▶ [Provided material]:
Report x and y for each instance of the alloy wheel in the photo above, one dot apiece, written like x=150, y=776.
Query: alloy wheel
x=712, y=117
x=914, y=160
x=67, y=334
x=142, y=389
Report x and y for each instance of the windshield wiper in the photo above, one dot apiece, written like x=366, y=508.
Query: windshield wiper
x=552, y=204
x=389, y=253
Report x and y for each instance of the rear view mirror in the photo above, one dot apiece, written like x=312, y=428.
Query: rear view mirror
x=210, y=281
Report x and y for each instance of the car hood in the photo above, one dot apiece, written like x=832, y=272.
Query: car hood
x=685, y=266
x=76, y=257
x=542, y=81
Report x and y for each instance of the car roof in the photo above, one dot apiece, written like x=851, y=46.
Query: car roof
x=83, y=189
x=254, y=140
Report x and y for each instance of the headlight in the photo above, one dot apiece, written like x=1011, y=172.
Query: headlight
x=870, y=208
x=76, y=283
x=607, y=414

▶ [What to produce]:
Rewrite the material from the line with "Report x and y for each instance of the car hood" through the last line of the material, both ends included. Increase every x and y coordinate in the answers by 125, but leave the requests and their sample coordinates unchanged.

▶ [Task result]:
Report x and y for each instance of the car hood in the photo above, one dot apiece, written like x=832, y=272.
Query: car hood
x=810, y=391
x=201, y=382
x=667, y=206
Report x and y for each instance of the car roof in the photo above, one dot apiece, written like x=851, y=46.
Query: car roof
x=208, y=314
x=379, y=265
Report x and y for each instance of the headlight in the photo above, one dot apiece, written like x=1011, y=172.
Query: headlight
x=995, y=333
x=201, y=408
x=732, y=539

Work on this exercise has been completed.